DIRECTIONS FOR THIS TASK
Select every line of the material below that contains the word "painted" and copy each one out in full.

Saved entries
****************************************
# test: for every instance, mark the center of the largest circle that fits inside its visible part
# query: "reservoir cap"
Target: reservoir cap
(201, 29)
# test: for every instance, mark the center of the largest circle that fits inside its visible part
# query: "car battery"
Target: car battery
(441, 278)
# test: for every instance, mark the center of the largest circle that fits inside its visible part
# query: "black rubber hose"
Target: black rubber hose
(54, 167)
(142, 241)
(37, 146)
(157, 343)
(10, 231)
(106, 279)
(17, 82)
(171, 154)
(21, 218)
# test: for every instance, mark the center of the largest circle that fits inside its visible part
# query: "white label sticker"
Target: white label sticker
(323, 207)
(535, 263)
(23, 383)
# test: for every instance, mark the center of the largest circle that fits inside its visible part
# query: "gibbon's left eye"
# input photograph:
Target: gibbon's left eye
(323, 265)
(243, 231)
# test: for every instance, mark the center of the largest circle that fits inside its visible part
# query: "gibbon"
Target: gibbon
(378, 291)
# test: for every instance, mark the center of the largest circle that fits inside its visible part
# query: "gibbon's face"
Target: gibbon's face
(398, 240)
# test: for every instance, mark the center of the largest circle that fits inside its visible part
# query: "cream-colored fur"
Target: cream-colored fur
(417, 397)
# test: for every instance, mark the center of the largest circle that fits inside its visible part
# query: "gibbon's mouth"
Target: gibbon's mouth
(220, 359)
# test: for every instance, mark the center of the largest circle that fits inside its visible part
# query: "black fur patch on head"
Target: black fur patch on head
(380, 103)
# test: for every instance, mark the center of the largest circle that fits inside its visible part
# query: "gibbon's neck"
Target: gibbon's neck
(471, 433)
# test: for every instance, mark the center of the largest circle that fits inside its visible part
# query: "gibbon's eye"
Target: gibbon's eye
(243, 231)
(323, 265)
****************************************
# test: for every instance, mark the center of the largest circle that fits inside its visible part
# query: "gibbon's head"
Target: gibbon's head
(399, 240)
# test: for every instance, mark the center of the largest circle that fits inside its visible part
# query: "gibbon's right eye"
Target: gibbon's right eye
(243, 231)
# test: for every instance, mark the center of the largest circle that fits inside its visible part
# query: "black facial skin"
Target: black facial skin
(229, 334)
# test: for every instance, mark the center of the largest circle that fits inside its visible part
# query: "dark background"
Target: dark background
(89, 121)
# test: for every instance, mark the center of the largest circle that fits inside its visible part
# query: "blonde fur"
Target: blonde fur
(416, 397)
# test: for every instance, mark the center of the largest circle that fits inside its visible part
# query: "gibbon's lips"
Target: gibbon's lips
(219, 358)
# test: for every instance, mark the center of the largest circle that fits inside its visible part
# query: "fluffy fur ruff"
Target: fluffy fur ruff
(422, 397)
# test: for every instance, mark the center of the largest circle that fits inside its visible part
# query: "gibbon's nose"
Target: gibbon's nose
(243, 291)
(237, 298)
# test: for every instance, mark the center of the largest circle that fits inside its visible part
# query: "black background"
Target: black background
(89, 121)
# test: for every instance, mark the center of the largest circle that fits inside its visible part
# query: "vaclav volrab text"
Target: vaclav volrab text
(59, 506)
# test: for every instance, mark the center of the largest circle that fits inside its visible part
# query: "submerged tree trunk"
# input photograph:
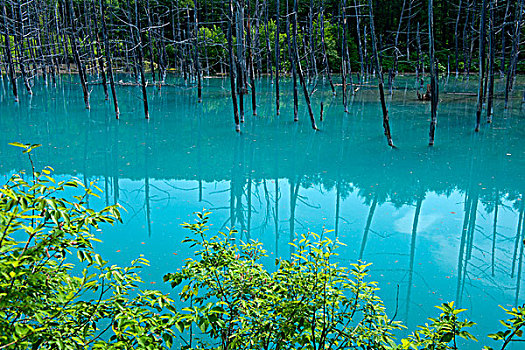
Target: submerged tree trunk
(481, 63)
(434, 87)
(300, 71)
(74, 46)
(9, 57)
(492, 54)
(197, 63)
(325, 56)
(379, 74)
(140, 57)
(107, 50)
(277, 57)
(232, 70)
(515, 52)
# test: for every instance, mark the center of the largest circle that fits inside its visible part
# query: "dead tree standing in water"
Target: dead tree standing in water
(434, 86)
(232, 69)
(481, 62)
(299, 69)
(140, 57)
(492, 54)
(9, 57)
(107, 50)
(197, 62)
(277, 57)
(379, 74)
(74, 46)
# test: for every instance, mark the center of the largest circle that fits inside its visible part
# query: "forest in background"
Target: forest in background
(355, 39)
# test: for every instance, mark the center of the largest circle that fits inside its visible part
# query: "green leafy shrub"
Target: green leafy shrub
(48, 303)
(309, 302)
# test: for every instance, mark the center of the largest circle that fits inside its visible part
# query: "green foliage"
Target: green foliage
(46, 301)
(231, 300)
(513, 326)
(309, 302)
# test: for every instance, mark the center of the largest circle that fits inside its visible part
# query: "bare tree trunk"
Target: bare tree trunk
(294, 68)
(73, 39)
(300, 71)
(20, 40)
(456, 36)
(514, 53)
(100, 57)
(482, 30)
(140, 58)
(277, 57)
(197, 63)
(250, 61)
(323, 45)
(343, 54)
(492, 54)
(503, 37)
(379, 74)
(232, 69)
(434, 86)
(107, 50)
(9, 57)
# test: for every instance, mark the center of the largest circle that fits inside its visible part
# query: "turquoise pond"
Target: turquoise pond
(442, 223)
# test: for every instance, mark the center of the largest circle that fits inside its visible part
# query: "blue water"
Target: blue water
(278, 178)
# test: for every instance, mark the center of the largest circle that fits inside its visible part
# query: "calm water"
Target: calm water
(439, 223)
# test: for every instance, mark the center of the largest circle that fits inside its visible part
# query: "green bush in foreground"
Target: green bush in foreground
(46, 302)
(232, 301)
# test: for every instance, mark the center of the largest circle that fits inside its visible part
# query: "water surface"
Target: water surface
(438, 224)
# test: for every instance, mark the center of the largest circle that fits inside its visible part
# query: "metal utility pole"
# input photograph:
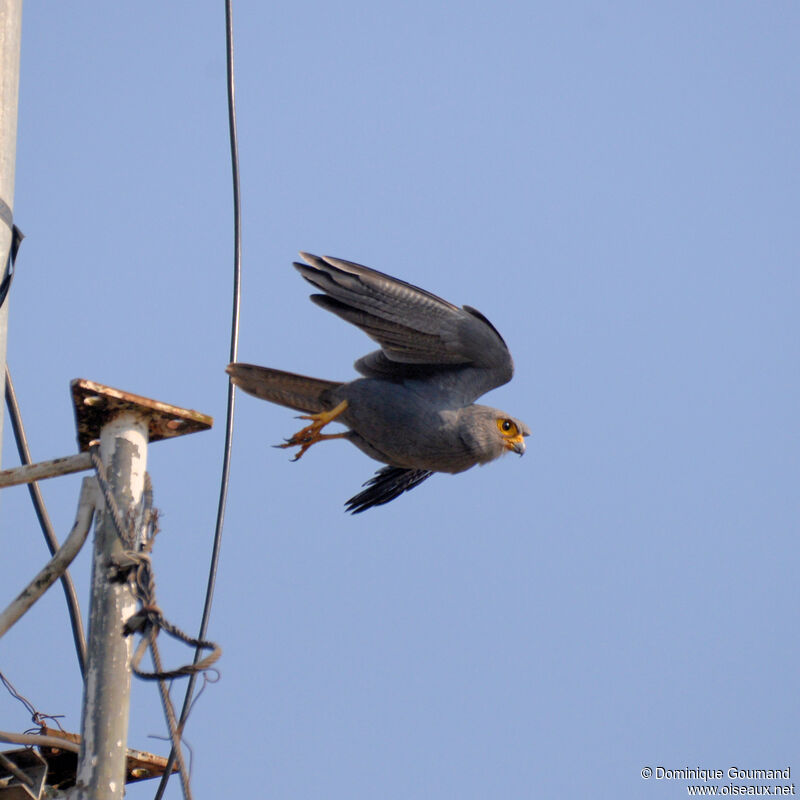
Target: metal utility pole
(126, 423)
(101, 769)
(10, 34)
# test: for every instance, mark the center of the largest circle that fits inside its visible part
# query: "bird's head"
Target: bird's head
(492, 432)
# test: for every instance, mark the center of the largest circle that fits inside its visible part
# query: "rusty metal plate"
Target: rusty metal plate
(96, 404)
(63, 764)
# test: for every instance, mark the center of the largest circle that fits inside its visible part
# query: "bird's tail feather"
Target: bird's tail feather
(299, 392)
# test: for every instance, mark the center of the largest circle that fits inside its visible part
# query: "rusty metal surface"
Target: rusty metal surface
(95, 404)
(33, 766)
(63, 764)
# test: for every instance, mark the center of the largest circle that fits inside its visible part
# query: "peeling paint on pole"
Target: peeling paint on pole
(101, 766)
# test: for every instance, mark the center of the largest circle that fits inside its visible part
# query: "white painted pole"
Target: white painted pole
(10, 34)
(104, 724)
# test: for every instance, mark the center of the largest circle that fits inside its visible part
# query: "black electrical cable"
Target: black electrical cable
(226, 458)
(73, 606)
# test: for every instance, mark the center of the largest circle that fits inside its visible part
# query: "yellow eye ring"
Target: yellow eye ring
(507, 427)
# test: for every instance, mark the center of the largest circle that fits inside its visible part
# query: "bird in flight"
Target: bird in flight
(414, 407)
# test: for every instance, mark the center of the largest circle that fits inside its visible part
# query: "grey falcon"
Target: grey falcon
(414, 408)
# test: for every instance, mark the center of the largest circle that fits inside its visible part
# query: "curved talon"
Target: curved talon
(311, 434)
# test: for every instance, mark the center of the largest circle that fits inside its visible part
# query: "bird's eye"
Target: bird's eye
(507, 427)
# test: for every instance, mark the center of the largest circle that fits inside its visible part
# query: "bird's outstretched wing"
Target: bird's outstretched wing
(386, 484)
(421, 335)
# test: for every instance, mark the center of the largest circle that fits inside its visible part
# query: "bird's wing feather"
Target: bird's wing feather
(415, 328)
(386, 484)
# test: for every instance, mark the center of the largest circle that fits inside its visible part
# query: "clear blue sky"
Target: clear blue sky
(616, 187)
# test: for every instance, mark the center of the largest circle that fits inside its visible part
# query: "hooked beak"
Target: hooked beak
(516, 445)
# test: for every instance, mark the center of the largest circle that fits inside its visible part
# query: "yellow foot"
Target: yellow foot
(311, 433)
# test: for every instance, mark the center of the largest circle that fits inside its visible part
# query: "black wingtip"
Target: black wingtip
****************************************
TASK RESPONSE
# query: "white painted pole"
Target: white painted pole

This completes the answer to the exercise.